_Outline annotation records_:

##############################

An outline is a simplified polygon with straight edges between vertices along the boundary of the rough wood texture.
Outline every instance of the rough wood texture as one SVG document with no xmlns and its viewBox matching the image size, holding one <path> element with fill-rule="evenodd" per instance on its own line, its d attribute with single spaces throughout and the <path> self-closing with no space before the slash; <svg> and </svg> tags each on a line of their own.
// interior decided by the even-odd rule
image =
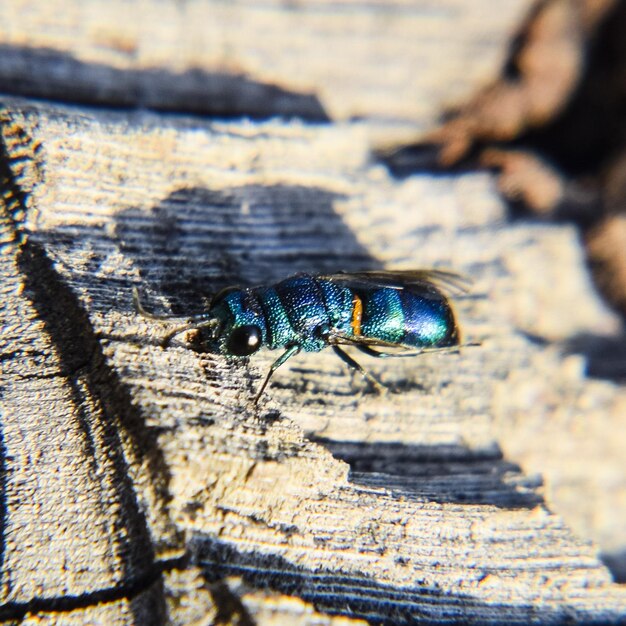
<svg viewBox="0 0 626 626">
<path fill-rule="evenodd" d="M 389 140 L 394 126 L 432 126 L 485 85 L 531 4 L 4 2 L 0 81 L 70 102 L 365 117 Z"/>
<path fill-rule="evenodd" d="M 129 472 L 100 499 L 90 472 L 75 472 L 81 490 L 96 489 L 94 515 L 108 512 L 106 523 L 125 540 L 139 538 L 118 563 L 107 560 L 115 532 L 90 534 L 110 563 L 105 572 L 94 548 L 75 546 L 78 561 L 70 562 L 87 561 L 89 585 L 136 580 L 171 567 L 164 559 L 185 550 L 196 568 L 191 579 L 202 582 L 190 584 L 185 612 L 165 577 L 162 598 L 178 623 L 189 610 L 215 610 L 211 585 L 228 576 L 375 622 L 623 620 L 626 590 L 551 510 L 558 490 L 546 505 L 541 478 L 512 462 L 542 450 L 529 465 L 554 462 L 548 476 L 558 483 L 573 476 L 573 458 L 583 475 L 572 484 L 596 481 L 594 494 L 614 485 L 623 498 L 626 392 L 586 379 L 582 357 L 563 354 L 572 338 L 609 336 L 618 326 L 589 288 L 573 230 L 507 225 L 486 174 L 394 180 L 370 162 L 359 124 L 205 124 L 12 100 L 3 115 L 12 185 L 3 285 L 13 280 L 19 306 L 46 303 L 42 322 L 17 309 L 11 319 L 43 324 L 41 341 L 56 358 L 82 359 L 58 380 L 58 365 L 21 365 L 48 348 L 31 356 L 30 335 L 20 340 L 17 327 L 8 335 L 16 347 L 3 347 L 3 367 L 13 368 L 3 380 L 5 371 L 28 378 L 45 365 L 55 384 L 82 384 L 89 432 L 101 424 L 115 444 L 102 447 L 97 489 L 116 463 Z M 555 269 L 565 265 L 567 274 Z M 233 364 L 188 350 L 184 336 L 163 349 L 165 329 L 131 302 L 137 285 L 146 307 L 188 313 L 232 282 L 415 266 L 453 267 L 475 279 L 457 308 L 467 340 L 482 346 L 367 362 L 391 387 L 384 396 L 322 353 L 290 362 L 254 407 L 275 355 Z M 36 268 L 45 273 L 30 284 Z M 19 281 L 25 287 L 15 293 Z M 59 449 L 71 434 L 71 406 L 59 420 L 60 410 L 31 400 L 34 379 L 33 395 L 16 398 L 11 410 L 19 423 L 45 425 L 44 452 Z M 590 432 L 612 448 L 588 446 Z M 5 446 L 12 443 L 5 434 Z M 109 460 L 117 450 L 122 457 Z M 8 455 L 5 466 L 15 476 L 29 467 Z M 54 480 L 43 481 L 58 495 L 47 514 L 62 520 L 68 505 Z M 130 509 L 116 505 L 124 498 Z M 15 524 L 33 521 L 10 498 L 7 505 Z M 607 495 L 589 509 L 606 510 L 612 536 L 625 519 L 608 518 L 618 506 L 623 500 L 609 503 Z M 71 521 L 84 527 L 82 515 Z M 153 552 L 138 548 L 142 542 Z M 32 591 L 21 581 L 36 558 L 22 542 L 5 550 L 12 584 L 5 582 L 3 599 L 27 602 Z M 44 589 L 53 570 L 43 573 Z M 59 581 L 57 572 L 52 582 Z M 262 621 L 267 603 L 258 606 Z"/>
</svg>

##############################

_Given problem_: Each entry gets copied exactly; the pictures stay out.

_Correct answer_:
An outline is a simplified polygon with straight edges between vertices along the boundary of the rough wood texture.
Outline every instance of the rough wood texture as one SVG document with no xmlns and its viewBox matching the image size, holding one <path> element with fill-rule="evenodd" per instance on its own line, its d attribute with single spaces throughout and the <path> self-closing with no space before the slash; <svg> and </svg> tags each on a line of their own.
// interior decided by the even-odd rule
image =
<svg viewBox="0 0 626 626">
<path fill-rule="evenodd" d="M 389 140 L 394 126 L 432 126 L 485 85 L 531 4 L 4 2 L 0 81 L 70 102 L 365 117 Z"/>
<path fill-rule="evenodd" d="M 129 472 L 100 499 L 90 472 L 75 472 L 81 490 L 96 489 L 94 515 L 108 512 L 106 523 L 125 540 L 139 538 L 118 563 L 107 560 L 115 532 L 90 534 L 110 563 L 105 572 L 94 548 L 75 546 L 78 561 L 70 562 L 87 561 L 89 585 L 136 580 L 171 567 L 164 559 L 185 550 L 196 568 L 191 579 L 202 582 L 190 584 L 185 612 L 165 577 L 162 598 L 178 623 L 189 610 L 215 610 L 211 585 L 228 576 L 375 622 L 623 620 L 626 590 L 551 510 L 558 490 L 546 505 L 541 478 L 512 462 L 542 450 L 529 465 L 554 462 L 548 476 L 558 483 L 573 476 L 573 458 L 583 475 L 572 484 L 596 481 L 594 494 L 614 485 L 623 498 L 626 392 L 586 379 L 582 357 L 563 354 L 572 338 L 609 336 L 618 326 L 589 288 L 573 230 L 507 225 L 486 174 L 394 180 L 370 162 L 359 124 L 205 124 L 12 100 L 3 115 L 12 185 L 3 285 L 13 280 L 19 306 L 46 303 L 42 322 L 17 309 L 11 319 L 43 324 L 41 341 L 56 358 L 82 359 L 58 380 L 58 365 L 21 365 L 48 348 L 31 356 L 30 335 L 20 340 L 17 327 L 8 335 L 16 347 L 3 347 L 3 367 L 13 368 L 3 380 L 5 371 L 28 378 L 45 365 L 55 384 L 82 384 L 89 432 L 101 424 L 115 444 L 102 447 L 97 489 L 116 463 Z M 555 269 L 565 265 L 567 274 Z M 233 364 L 188 350 L 184 336 L 163 349 L 165 329 L 131 302 L 137 285 L 146 307 L 188 313 L 232 282 L 415 266 L 453 267 L 475 279 L 457 308 L 467 340 L 482 346 L 367 362 L 391 387 L 384 396 L 322 353 L 290 362 L 254 407 L 275 355 Z M 36 268 L 45 273 L 30 284 Z M 19 281 L 25 287 L 15 293 Z M 59 449 L 71 434 L 71 406 L 59 420 L 60 410 L 31 400 L 34 379 L 33 395 L 16 398 L 11 410 L 19 423 L 45 425 L 44 452 Z M 590 432 L 612 448 L 588 446 Z M 5 446 L 12 443 L 5 434 Z M 109 460 L 117 450 L 122 457 Z M 8 455 L 5 466 L 15 476 L 29 467 Z M 54 480 L 43 481 L 58 495 L 47 514 L 62 520 L 68 505 Z M 130 509 L 116 505 L 124 498 Z M 15 524 L 33 521 L 10 498 L 7 505 Z M 607 495 L 589 509 L 606 510 L 612 536 L 625 519 L 608 518 L 618 506 L 623 500 L 609 503 Z M 71 521 L 84 527 L 82 515 Z M 153 552 L 138 548 L 142 542 Z M 32 591 L 21 581 L 36 558 L 22 542 L 5 550 L 12 584 L 5 582 L 3 599 L 27 602 Z M 44 589 L 53 570 L 43 573 Z M 59 581 L 57 572 L 52 582 Z M 262 621 L 267 603 L 258 606 Z"/>
</svg>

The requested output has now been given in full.